* Collected data:
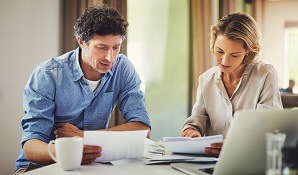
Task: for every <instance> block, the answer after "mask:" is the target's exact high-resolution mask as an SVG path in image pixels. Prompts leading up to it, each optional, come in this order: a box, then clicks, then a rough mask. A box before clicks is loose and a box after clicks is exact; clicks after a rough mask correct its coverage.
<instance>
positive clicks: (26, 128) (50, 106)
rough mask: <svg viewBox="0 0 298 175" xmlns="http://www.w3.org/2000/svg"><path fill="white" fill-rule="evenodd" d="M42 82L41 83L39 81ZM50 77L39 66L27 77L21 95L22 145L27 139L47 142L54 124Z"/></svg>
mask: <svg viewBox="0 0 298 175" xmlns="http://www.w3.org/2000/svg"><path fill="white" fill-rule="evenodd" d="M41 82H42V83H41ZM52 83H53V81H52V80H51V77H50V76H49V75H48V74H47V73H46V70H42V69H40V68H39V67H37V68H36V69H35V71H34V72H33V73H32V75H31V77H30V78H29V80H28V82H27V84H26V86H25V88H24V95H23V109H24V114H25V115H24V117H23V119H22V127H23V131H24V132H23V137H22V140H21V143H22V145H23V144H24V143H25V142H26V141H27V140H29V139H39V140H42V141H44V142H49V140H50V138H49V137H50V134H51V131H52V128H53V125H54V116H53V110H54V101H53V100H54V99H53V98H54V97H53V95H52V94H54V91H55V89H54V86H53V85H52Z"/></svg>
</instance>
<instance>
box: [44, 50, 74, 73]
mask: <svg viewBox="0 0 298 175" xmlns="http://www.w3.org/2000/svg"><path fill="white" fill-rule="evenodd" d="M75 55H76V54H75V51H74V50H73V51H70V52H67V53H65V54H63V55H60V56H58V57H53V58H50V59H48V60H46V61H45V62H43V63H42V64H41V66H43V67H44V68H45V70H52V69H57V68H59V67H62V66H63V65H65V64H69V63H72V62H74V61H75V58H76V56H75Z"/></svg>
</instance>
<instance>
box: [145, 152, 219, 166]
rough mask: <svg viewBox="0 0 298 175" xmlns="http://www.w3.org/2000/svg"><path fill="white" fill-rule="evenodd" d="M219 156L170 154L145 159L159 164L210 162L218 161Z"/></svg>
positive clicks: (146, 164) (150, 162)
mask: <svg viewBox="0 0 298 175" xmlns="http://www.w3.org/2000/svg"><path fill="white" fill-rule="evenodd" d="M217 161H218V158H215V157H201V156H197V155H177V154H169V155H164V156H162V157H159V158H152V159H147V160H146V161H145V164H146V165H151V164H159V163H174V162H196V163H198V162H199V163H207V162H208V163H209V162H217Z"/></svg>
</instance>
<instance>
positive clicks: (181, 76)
* * *
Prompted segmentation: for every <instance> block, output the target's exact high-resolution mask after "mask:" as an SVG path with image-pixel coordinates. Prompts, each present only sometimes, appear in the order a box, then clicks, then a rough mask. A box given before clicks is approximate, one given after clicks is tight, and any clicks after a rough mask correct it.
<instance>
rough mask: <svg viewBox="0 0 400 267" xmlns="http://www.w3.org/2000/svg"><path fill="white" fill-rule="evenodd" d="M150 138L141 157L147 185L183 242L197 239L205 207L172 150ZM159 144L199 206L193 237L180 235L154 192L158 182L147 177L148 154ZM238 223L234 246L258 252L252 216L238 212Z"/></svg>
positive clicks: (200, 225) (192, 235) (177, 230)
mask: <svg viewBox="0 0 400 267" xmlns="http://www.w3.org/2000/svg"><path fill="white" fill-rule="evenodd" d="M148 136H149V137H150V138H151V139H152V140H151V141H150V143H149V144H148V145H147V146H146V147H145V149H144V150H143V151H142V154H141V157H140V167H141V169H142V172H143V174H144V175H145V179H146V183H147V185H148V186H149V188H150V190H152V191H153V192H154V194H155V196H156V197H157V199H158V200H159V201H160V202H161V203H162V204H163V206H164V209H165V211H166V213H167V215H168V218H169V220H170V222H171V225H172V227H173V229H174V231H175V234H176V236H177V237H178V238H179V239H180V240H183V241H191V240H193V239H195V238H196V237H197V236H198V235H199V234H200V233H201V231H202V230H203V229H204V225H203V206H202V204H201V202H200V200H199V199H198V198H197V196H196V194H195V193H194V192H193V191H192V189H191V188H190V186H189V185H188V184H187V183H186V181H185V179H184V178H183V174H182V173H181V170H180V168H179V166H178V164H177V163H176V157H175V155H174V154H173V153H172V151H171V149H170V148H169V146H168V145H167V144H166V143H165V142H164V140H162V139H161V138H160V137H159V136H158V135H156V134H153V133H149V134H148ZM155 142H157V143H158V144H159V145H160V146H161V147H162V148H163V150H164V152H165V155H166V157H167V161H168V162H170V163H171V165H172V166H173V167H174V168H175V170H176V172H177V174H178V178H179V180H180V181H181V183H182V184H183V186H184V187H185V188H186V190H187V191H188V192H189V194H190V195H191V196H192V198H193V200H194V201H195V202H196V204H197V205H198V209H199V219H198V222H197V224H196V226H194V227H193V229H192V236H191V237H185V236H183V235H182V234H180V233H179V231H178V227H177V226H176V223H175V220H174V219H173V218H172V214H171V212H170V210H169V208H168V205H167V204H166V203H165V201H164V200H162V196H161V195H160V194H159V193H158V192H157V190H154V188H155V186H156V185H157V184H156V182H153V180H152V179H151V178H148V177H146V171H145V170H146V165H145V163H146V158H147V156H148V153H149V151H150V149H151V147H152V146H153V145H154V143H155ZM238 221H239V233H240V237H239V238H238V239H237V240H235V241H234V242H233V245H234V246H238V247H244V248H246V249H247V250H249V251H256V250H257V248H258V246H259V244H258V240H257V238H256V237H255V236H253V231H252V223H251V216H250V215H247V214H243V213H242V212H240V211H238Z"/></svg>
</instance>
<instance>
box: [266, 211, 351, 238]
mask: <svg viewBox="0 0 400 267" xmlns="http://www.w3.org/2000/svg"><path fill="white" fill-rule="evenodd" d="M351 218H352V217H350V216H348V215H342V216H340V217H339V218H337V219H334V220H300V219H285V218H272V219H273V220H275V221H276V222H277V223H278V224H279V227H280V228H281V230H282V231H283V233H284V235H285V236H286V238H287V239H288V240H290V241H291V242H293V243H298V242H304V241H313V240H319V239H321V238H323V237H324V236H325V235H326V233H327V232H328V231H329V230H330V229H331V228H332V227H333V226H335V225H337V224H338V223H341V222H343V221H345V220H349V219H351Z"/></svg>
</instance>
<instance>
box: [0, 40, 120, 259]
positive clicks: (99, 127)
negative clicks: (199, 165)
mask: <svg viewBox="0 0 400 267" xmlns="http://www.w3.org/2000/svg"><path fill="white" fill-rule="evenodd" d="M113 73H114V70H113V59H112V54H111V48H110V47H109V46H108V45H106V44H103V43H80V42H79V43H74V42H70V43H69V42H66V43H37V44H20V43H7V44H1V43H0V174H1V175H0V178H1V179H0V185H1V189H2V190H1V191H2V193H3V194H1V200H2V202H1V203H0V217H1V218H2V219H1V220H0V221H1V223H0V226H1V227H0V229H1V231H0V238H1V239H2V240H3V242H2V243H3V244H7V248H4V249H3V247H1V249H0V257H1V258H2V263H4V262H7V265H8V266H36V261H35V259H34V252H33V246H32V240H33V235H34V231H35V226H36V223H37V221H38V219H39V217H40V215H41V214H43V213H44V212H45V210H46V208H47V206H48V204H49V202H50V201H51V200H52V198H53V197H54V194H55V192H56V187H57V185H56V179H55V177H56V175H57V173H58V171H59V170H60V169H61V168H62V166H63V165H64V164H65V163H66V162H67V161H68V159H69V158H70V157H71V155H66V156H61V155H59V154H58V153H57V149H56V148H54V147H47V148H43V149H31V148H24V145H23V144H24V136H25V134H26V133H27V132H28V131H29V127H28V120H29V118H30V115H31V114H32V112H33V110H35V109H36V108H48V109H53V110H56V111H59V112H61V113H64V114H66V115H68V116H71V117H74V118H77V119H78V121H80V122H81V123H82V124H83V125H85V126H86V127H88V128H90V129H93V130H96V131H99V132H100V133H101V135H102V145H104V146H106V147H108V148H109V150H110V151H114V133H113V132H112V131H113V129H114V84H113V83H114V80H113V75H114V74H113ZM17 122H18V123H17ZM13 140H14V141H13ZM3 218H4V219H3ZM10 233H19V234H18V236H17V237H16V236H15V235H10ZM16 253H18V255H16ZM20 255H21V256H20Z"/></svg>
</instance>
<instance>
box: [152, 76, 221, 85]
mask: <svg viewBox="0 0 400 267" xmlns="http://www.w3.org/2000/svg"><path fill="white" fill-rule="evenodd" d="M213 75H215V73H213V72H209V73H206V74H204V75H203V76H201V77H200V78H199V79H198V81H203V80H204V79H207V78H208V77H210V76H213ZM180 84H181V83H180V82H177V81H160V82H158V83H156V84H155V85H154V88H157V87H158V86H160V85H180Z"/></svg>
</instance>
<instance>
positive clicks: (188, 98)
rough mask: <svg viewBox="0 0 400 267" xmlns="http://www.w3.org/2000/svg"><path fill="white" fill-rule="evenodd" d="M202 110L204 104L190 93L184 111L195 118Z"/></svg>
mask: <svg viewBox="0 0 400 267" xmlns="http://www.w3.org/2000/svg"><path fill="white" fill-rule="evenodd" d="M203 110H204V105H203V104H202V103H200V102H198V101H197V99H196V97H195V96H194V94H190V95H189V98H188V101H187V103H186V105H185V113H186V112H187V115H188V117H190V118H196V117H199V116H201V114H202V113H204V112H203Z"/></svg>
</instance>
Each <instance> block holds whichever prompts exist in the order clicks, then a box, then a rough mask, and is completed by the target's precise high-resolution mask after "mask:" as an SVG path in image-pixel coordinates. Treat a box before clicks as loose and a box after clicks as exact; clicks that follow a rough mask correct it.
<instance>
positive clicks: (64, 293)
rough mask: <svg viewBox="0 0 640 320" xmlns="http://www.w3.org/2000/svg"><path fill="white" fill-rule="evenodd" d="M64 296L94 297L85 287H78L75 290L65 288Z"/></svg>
...
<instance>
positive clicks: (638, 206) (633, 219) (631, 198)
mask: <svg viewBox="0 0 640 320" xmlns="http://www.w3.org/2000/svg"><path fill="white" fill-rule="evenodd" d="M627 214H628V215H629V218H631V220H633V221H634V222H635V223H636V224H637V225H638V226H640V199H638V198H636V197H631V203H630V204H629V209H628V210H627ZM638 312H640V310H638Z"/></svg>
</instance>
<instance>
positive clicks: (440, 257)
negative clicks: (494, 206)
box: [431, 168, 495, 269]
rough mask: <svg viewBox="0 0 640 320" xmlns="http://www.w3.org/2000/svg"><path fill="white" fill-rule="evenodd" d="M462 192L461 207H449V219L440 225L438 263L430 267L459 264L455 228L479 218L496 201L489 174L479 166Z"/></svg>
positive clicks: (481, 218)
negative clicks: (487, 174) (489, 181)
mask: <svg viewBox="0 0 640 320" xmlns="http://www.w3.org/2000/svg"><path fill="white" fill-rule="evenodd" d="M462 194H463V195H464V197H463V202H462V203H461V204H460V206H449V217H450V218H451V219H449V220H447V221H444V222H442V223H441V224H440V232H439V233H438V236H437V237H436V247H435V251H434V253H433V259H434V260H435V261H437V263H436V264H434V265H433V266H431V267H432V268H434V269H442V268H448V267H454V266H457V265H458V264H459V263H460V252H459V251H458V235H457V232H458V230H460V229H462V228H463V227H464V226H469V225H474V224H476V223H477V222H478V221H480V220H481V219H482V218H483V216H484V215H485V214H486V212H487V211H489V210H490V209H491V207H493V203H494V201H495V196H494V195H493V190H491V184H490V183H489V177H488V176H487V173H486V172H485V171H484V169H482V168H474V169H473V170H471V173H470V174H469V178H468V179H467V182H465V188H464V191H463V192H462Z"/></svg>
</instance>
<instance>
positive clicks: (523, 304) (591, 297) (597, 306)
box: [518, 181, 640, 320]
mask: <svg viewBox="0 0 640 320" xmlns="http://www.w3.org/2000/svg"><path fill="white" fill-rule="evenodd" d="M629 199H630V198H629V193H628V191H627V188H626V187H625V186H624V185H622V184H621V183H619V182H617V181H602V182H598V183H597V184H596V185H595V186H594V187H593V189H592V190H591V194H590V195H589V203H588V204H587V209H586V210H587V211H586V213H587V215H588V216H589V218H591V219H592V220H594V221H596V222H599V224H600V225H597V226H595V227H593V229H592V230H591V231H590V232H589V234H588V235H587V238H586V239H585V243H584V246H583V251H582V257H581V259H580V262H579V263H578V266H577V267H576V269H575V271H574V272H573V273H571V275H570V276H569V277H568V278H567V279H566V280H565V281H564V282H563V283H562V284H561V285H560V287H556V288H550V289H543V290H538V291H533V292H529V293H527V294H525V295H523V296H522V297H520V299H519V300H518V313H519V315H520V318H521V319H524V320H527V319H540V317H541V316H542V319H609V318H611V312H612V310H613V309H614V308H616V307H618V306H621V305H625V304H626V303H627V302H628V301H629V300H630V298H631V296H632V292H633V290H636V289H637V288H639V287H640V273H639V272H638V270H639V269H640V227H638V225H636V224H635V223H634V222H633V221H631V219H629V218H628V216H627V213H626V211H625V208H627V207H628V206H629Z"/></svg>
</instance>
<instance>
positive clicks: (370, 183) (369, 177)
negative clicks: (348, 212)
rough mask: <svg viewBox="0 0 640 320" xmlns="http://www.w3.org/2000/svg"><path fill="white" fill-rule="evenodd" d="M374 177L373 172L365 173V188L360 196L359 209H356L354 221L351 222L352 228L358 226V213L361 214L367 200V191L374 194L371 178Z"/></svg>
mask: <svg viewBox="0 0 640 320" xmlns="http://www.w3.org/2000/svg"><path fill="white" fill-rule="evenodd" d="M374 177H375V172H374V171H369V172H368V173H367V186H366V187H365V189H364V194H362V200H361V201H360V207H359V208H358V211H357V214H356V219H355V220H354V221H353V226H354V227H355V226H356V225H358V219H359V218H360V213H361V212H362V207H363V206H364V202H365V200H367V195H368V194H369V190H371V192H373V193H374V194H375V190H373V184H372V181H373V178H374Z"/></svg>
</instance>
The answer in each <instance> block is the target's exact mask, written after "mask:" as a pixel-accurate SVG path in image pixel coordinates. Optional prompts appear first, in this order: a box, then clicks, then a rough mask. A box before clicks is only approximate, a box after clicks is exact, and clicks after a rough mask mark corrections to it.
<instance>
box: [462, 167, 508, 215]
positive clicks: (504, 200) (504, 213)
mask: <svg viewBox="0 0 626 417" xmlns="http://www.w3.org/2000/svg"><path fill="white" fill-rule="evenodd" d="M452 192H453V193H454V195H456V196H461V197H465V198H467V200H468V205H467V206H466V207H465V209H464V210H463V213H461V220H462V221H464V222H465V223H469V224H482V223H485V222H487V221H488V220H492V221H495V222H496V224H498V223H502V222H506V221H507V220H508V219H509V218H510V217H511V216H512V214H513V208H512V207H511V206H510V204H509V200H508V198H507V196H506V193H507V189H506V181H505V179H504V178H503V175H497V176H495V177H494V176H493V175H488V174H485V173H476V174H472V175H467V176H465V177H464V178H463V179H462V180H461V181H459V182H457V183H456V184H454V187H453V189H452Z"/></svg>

* What is expected: All lines above from the one with "Task: for every" to the one with "positive clicks: (26, 128) (50, 106)", inclusive, should be copied exactly, and no other lines.

* Answer section:
Task: for every <instance> block, the answer after "mask:" is the target's exact high-resolution mask as an SVG path in image pixels. Prompts leading up to it, each optional, come in this order: a box, then clicks, then a rough mask. A box before clicks is loose and a box after clicks is exact; clicks after a rough mask correct its coverage.
<instance>
positive clicks: (26, 128) (50, 106)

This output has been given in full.